§ **EXTRACT**
______________________________

Real estate closings drop, still up annually
Today, the National Association of Realtors is reporting that existing home sales (closed transactions) dropped three percent in September from August, noting a “strong gain” in August. Existing home sales rose 11.3 percent from September 2010, however, a positive sign for the housing sector after many industry challenges including difficulty in getting contracts through lending and closed.
NAR members still cite contract failures as one of their top challenges, with the number of members saying it presents a problem nearly doubling since September 2010. Contract failures, according to NAR include “declined mortgage applications, failures in loan underwriting from appraised values coming in below the negotiated price, or other problems including home inspections and employment losses.”
Who are the buyers, what are they buying?

______________________________

§ **DATA LINES**

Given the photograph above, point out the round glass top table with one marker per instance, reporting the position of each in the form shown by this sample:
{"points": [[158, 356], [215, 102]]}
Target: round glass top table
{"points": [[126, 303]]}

______________________________

§ **REQUEST**
Copy word for word the passage of the home sales report that begins with the words containing "Real estate closings" and ends with "lending and closed.". The data is not needed for this.

§ **COMPLETED EXERCISE**
Real estate closings drop, still up annually
Today, the National Association of Realtors is reporting that existing home sales (closed transactions) dropped three percent in September from August, noting a “strong gain” in August. Existing home sales rose 11.3 percent from September 2010, however, a positive sign for the housing sector after many industry challenges including difficulty in getting contracts through lending and closed.